[Collection entries]
######
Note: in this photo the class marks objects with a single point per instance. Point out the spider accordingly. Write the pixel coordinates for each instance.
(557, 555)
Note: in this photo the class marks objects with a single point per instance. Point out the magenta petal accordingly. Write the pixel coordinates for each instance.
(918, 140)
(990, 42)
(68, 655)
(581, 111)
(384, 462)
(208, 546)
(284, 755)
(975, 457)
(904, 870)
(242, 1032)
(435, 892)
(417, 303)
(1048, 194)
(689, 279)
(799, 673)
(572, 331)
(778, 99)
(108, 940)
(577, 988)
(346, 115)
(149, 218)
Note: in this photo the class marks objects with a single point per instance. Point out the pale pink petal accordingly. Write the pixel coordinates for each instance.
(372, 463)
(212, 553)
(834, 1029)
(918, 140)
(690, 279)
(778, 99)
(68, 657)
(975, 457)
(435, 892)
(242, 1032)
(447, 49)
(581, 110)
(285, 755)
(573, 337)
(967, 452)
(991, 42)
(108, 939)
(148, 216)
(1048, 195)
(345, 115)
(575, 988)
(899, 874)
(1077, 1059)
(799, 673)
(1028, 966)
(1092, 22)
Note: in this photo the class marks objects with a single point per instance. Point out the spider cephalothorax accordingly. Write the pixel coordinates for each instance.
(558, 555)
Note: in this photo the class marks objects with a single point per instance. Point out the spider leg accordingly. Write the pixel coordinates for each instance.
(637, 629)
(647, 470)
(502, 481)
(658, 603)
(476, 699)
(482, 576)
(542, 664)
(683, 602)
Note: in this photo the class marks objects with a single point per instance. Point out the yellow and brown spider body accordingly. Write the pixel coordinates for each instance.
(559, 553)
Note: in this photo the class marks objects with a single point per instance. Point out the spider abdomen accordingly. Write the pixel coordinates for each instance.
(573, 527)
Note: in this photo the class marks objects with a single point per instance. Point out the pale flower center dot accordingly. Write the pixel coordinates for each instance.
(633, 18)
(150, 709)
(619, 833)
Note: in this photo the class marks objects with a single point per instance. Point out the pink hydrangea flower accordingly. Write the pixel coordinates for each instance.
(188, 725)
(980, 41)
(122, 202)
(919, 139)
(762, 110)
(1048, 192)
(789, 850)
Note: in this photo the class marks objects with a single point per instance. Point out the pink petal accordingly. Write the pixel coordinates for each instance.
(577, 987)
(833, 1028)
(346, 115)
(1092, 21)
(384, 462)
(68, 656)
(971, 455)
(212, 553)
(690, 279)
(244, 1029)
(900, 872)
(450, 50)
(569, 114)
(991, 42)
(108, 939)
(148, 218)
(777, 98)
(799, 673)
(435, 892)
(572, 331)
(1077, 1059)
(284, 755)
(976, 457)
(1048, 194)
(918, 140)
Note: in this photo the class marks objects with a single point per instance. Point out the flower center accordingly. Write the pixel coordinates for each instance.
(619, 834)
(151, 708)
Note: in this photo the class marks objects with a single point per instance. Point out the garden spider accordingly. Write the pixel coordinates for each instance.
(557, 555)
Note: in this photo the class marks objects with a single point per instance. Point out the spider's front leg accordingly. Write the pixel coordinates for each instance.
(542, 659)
######
== YOUR ASSIGNMENT ==
All of the data above needs to be retyped exactly, with each line as it stands.

== COMPLETED EXERCISE ==
Note: in this photo the class marks objects with a single point per instance. Point out the spider accordingly. Write the pixel coordinates for each instance.
(557, 555)
Note: in this photo the class marks objects with a single point per instance. Point out the magenta petal accordingly. Write the pixel coordinates for each instance.
(918, 140)
(990, 42)
(68, 655)
(581, 111)
(384, 462)
(208, 546)
(284, 755)
(975, 457)
(904, 870)
(242, 1032)
(435, 892)
(417, 303)
(1048, 194)
(689, 279)
(799, 673)
(572, 331)
(778, 99)
(108, 940)
(577, 988)
(346, 115)
(149, 218)
Note: in this photo the class marks objects with a single point per instance. Point out the pale pink petal accordingly. Write the pixel coordinates for each instance.
(372, 463)
(212, 553)
(834, 1029)
(918, 140)
(690, 279)
(778, 99)
(68, 657)
(975, 457)
(435, 892)
(242, 1032)
(447, 49)
(581, 110)
(285, 755)
(573, 337)
(967, 452)
(991, 42)
(108, 939)
(148, 216)
(1048, 195)
(345, 115)
(575, 988)
(899, 874)
(1077, 1059)
(799, 673)
(1028, 966)
(1092, 22)
Note: in this photo the class marks objects with a single point per instance. Point out the spider cephalothorax accordingly. Write the pixel coordinates for each instance.
(558, 555)
Note: in this photo the class marks objects with a single point per instance. Point out the spider leg accordingly. Write the pixel coordinates for each instance.
(637, 629)
(647, 470)
(502, 481)
(658, 603)
(476, 699)
(482, 576)
(542, 664)
(683, 602)
Note: in this photo the class marks objects with a single point per instance. Point out the yellow and brown spider body accordingly. Write the pixel coordinates for each instance.
(559, 553)
Note: in this photo the class marks objects with a single point per instance. Point out the spider abdomen accordingly. Write the pixel coordinates for each instance.
(573, 527)
Note: in this photo the class marks objects with a single point per instance. Point out the pale flower center dot accordingly. Write the pixel coordinates for each instance.
(633, 18)
(150, 709)
(619, 833)
Note: in this photo the class marks objects with a single point per instance. Point out the pink hydrangea flower accordingly. Write the pixel coordinates for each instance.
(188, 725)
(980, 41)
(122, 202)
(919, 139)
(762, 110)
(1048, 192)
(789, 850)
Note: in this photo the class marks objects with a single point per instance. Point out the pink petal accordingly. Write the pixel coordinates for each instance.
(577, 987)
(833, 1028)
(346, 115)
(1092, 21)
(384, 462)
(68, 656)
(971, 455)
(212, 553)
(690, 279)
(244, 1029)
(900, 872)
(450, 50)
(569, 114)
(991, 42)
(108, 939)
(148, 218)
(777, 98)
(799, 673)
(435, 892)
(572, 331)
(1077, 1059)
(284, 755)
(976, 457)
(1048, 194)
(918, 140)
Note: in this photo the class marks objects with a single point per instance. Point out the flower center accordingly. Write the pixel coordinates for each instance.
(619, 834)
(151, 708)
Note: in this photo the class marks objects with a single point per instance. Point out the garden spider accordingly. Write the pixel coordinates for each instance.
(557, 555)
Note: in this photo the class marks objects with a single point per instance. Point out the spider's front leg accordingly. Write the pixel coordinates for each instance.
(542, 659)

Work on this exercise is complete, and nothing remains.